>> START EXERCISE DATA

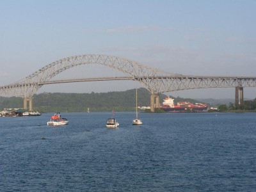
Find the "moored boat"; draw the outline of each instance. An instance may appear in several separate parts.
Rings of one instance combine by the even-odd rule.
[[[62,118],[60,113],[56,113],[51,116],[51,120],[47,122],[47,125],[58,126],[64,125],[68,124],[67,118]]]
[[[106,127],[108,128],[116,128],[119,126],[118,122],[115,118],[109,118],[107,120]]]

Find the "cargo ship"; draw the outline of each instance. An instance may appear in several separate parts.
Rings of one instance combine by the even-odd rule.
[[[179,112],[179,111],[195,111],[203,112],[208,108],[206,104],[195,103],[193,104],[190,102],[179,102],[174,104],[174,99],[170,97],[166,97],[164,99],[163,104],[160,106],[160,109],[163,109],[166,112]]]

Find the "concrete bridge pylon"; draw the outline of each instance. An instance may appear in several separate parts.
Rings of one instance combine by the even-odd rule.
[[[31,97],[24,97],[24,109],[28,109],[28,102],[29,102],[29,111],[33,111],[33,99]]]
[[[235,95],[235,104],[236,108],[239,105],[243,104],[244,102],[244,88],[239,86],[236,86]]]
[[[156,101],[156,103],[155,103]],[[155,112],[156,108],[159,108],[159,95],[158,93],[152,93],[150,95],[150,110],[151,112]]]

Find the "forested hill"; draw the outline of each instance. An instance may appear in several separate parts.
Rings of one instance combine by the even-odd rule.
[[[166,97],[159,94],[159,101],[162,102]],[[177,97],[175,102],[184,100]],[[193,102],[195,100],[186,99]],[[138,89],[138,106],[149,106],[150,93],[143,88]],[[40,112],[54,111],[134,111],[136,106],[136,89],[125,92],[111,92],[108,93],[43,93],[33,96],[33,109]],[[22,108],[23,100],[20,97],[0,97],[0,109],[3,108]]]

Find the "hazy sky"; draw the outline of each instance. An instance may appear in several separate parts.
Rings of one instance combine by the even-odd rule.
[[[123,57],[183,75],[255,77],[255,0],[0,0],[0,85],[54,61],[86,54]],[[84,65],[56,79],[116,76],[113,70]],[[132,81],[66,83],[45,85],[38,93],[140,86]],[[256,97],[256,88],[244,90],[244,97]],[[211,88],[170,94],[234,98],[234,92]]]

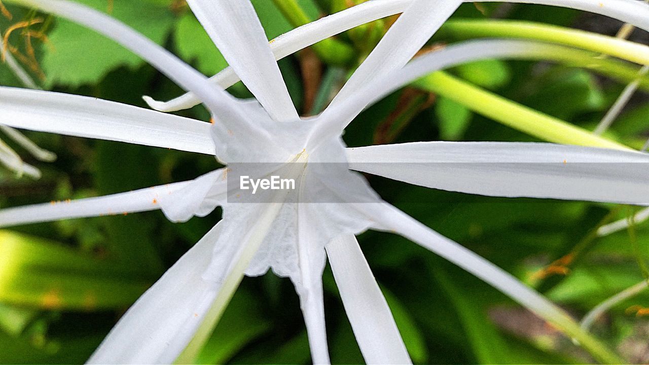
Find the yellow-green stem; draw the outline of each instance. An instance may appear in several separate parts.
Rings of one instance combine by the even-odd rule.
[[[640,64],[649,64],[649,46],[596,33],[548,24],[517,20],[450,20],[437,35],[466,39],[475,37],[525,38],[583,48]]]
[[[474,112],[548,142],[578,145],[631,149],[628,147],[496,95],[457,77],[438,71],[413,86],[434,92]]]

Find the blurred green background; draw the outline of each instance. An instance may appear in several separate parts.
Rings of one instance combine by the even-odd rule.
[[[283,0],[278,0],[282,1]],[[79,0],[143,32],[212,75],[226,63],[178,0]],[[358,1],[357,1],[358,2]],[[252,0],[269,38],[294,27],[271,0]],[[353,4],[300,0],[308,19]],[[46,90],[145,107],[141,95],[166,100],[182,90],[136,56],[110,40],[47,14],[7,6],[11,24],[39,16],[32,29],[38,64],[32,76]],[[454,18],[540,21],[615,35],[622,23],[578,11],[535,5],[465,4]],[[292,23],[295,25],[295,19]],[[393,18],[338,36],[352,57],[319,59],[312,49],[279,64],[298,110],[317,113],[371,50]],[[646,44],[646,32],[631,39]],[[23,52],[20,31],[10,43]],[[458,40],[444,29],[430,44]],[[322,56],[323,55],[320,55]],[[327,56],[325,55],[324,56]],[[329,55],[328,56],[331,56]],[[550,116],[592,130],[625,84],[591,71],[545,62],[489,60],[452,74]],[[0,64],[0,84],[22,87]],[[646,90],[646,88],[644,89]],[[242,84],[230,91],[251,94]],[[0,110],[1,112],[1,110]],[[202,107],[179,113],[208,120]],[[649,132],[649,99],[641,90],[607,136],[642,145]],[[100,118],[100,117],[98,117]],[[212,157],[126,144],[27,132],[58,160],[27,162],[38,181],[0,171],[0,206],[64,200],[193,179],[219,166]],[[539,140],[474,113],[435,94],[406,88],[365,110],[348,128],[350,146],[421,140]],[[603,223],[636,208],[583,202],[474,196],[369,177],[384,199],[535,286],[580,318],[594,305],[641,281],[638,260],[649,258],[649,225],[635,236],[623,231],[595,238]],[[212,227],[205,218],[173,224],[160,212],[73,220],[0,231],[0,362],[82,363],[120,315],[164,270]],[[472,275],[406,239],[367,233],[359,238],[393,311],[413,361],[433,364],[589,363],[587,353],[552,327]],[[542,278],[556,260],[585,249],[566,275]],[[324,273],[332,360],[362,362],[330,270]],[[649,307],[649,291],[616,306],[593,333],[628,361],[649,362],[649,321],[625,310]],[[206,364],[308,363],[310,357],[297,296],[289,280],[273,274],[246,278],[204,349]]]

>> END EXERCISE DATA

Leave out the pictures and transcribe the entries above exactly.

■ SOLUTION FOR THIS PROBLEM
Find the "moored boat"; draw the outline of each instance. An instance may appear in several separate parts.
Rings of one instance combine by the even-odd rule.
[[[62,118],[60,113],[56,113],[51,116],[51,120],[47,122],[47,125],[58,126],[64,125],[68,124],[67,118]]]
[[[106,127],[108,128],[116,128],[119,126],[118,122],[115,118],[109,118],[107,120]]]

Find the "cargo ship"; draw the outline of each instance. An instance may appear in several separate parts.
Rings of one instance combine by the even-odd rule.
[[[179,112],[179,111],[195,111],[203,112],[208,108],[206,104],[195,103],[193,104],[190,102],[179,102],[174,104],[174,99],[170,97],[166,97],[164,99],[163,104],[160,106],[160,109],[163,109],[166,112]]]

Find the "concrete bridge pylon"; draw the outline of each instance. An instance may appear in several separate parts.
Rings of one instance combine by the even-odd rule.
[[[31,97],[24,97],[24,109],[28,109],[28,102],[29,102],[29,111],[33,111],[33,99]]]
[[[235,95],[235,104],[236,108],[239,105],[243,104],[244,102],[244,88],[239,86],[236,86]]]
[[[156,101],[156,103],[155,103]],[[155,112],[156,108],[159,108],[159,95],[158,93],[152,93],[150,95],[150,110],[151,112]]]

Find the "forested hill"; draw the outline of each instance. An instance may appear in several separate parts.
Rings of one instance combine by the even-odd rule.
[[[166,97],[159,94],[159,101],[162,102]],[[177,97],[175,102],[184,100]],[[193,102],[195,100],[186,99]],[[138,89],[138,106],[149,106],[150,93],[143,88]],[[40,112],[54,111],[134,111],[136,106],[136,89],[125,92],[111,92],[108,93],[43,93],[33,96],[33,109]],[[22,108],[23,100],[20,97],[0,97],[0,109],[3,108]]]

Find the "hazy sky"; draw the outline of each instance. An instance may appear in several separate parts.
Rings of one instance combine by the even-odd rule.
[[[123,57],[183,75],[255,77],[255,0],[0,0],[0,85],[54,61],[86,54]],[[84,65],[56,79],[116,76],[113,70]],[[132,81],[66,83],[45,85],[38,93],[140,86]],[[256,97],[256,88],[244,90],[244,97]],[[211,88],[170,94],[234,98],[234,92]]]

Find the yellow-green stem; draw the outline of each instance. An instance may appear in several separate parts.
Rings of one instance combine by the even-odd rule.
[[[640,64],[649,64],[649,46],[596,33],[548,24],[517,20],[450,20],[437,35],[466,39],[475,37],[525,38],[583,48]]]
[[[474,112],[548,142],[578,145],[631,149],[628,147],[496,95],[457,77],[438,71],[413,86],[434,92]]]

Find the blurred green background; draw the outline of each instance. An instance may appear in several separate parts.
Rings of one instance combine by the even-odd rule.
[[[283,0],[278,0],[282,1]],[[79,0],[143,32],[212,75],[226,63],[178,0]],[[358,1],[357,1],[358,2]],[[252,0],[269,38],[294,27],[271,0]],[[353,4],[300,0],[308,19]],[[46,90],[145,107],[141,95],[166,100],[182,90],[136,56],[110,40],[47,14],[7,6],[11,24],[39,16],[32,29],[38,64],[32,76]],[[454,18],[540,21],[615,35],[622,23],[578,11],[535,5],[465,4]],[[292,23],[295,25],[295,19]],[[393,18],[338,36],[352,57],[319,59],[312,49],[279,64],[298,110],[317,113],[371,50]],[[646,44],[646,32],[631,39]],[[23,52],[20,31],[10,43]],[[458,40],[444,29],[430,44]],[[322,56],[323,55],[320,55]],[[327,56],[325,55],[324,56]],[[329,55],[328,56],[331,56]],[[550,116],[592,130],[625,84],[591,71],[545,62],[489,60],[452,74]],[[0,64],[0,84],[22,87]],[[646,90],[646,88],[644,89]],[[242,84],[230,91],[251,94]],[[0,110],[1,112],[1,110]],[[202,107],[179,113],[208,120]],[[649,132],[649,99],[641,90],[607,136],[642,145]],[[100,118],[100,117],[98,117]],[[212,157],[126,144],[27,132],[58,160],[27,162],[38,181],[0,171],[0,206],[64,200],[193,179],[219,166]],[[539,140],[474,113],[435,94],[406,88],[365,110],[348,128],[350,146],[421,140]],[[603,223],[636,208],[583,202],[474,196],[369,177],[384,199],[535,286],[580,318],[594,305],[641,281],[638,260],[649,258],[649,225],[635,236],[623,231],[595,238]],[[212,227],[205,218],[173,224],[160,212],[73,220],[0,231],[0,362],[82,363],[120,315],[164,270]],[[472,275],[406,239],[367,233],[359,238],[393,311],[413,361],[433,364],[589,363],[587,353],[552,327]],[[542,278],[556,260],[585,249],[566,275]],[[324,273],[332,360],[362,362],[330,270]],[[649,307],[649,291],[616,306],[593,333],[628,361],[649,362],[649,321],[625,310]],[[206,364],[308,363],[310,357],[297,296],[289,280],[273,274],[246,278],[204,349]]]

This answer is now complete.